## Consigne
Répondez à ces questions à partir de l'extrait sur le déficit public :
(a) Quel rang la France occupe-t-elle dans la zone euro en matière de déficit et de dette ?
(b) Par quel surnom le RN raille-t-il Emmanuel Macron ?
(c) Sur quelle chaîne Marine Le Pen s'exprimait-elle lors de l'interview du 7 décembre 2021 ?

Déficit public : la crédibilité du gouvernement en jeu, le RN à l'affût
L’élève a reçu son bulletin de notes. Il n’est pas fameux. Ce 28 mars 2024, le chroniqueur économique de TF1 François Lenglet égrène devant Gabriel Attal une série d’indicateurs implacables. Dans la zone euro, la France occupe le 18e rang sur 20 en matière de déficit et de dette. « Seules la Grèce et l’Italie font pire », se désole le professeur, avant d’ériger notre pays en champion d’Europe des prélèvements obligatoires. Le Premier ministre encaisse et défend son action pour redresser des comptes publics dans le rouge.
Voilà le gouvernement coiffé d’un bonnet d’âne. L’exécutif, chantre du sérieux budgétaire, est épinglé pour ses largesses. Le macronisme est touché en plein cœur. Cette doctrine mouvante a évolué sur bien des sujets. Mais sa compétence économique, pilier politique, a rarement été interrogée. Désormais, elle l’est. « Qu’on approuve ou non notre action, on nous fait gage de crédibilité sur le sujet, observe un cadre de Renaissance. On ne peut pas se permettre de laisser filer cette image. »
Le cancre RN se rebiffe
Au fond de la classe, on ricane. Le Rassemblement national (RN) étrille l’échec d’Emmanuel Macron, « Mozart de la finance ». La formation d’extrême droite agite ce surnom pour railler le chef de l’Etat, banquier d’affaires avant son entrée en politique. Complexe d’infériorité ? Peu fourni en cadres, le RN est trop heureux de prendre en défaut ce surdiplômé qui a réponse à tout. Sur Instagram, Marine Le Pen exhume une interview du 7 décembre 2021. « J’ai longtemps voulu être la bonne élève […]. C’est terminé, affirmait-elle alors sur CNews. Je ne me laisserai plus donner de leçons de crédibilité par des champions du monde du chômage, de la dette et du déficit. »

## Données sources
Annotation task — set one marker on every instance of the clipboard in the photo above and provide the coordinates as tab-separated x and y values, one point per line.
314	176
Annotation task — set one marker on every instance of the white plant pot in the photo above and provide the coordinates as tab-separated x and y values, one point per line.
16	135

## Réponse complète
(a) Le 18e rang sur 20.
(b) « Mozart de la finance ».
(c) Sur CNews.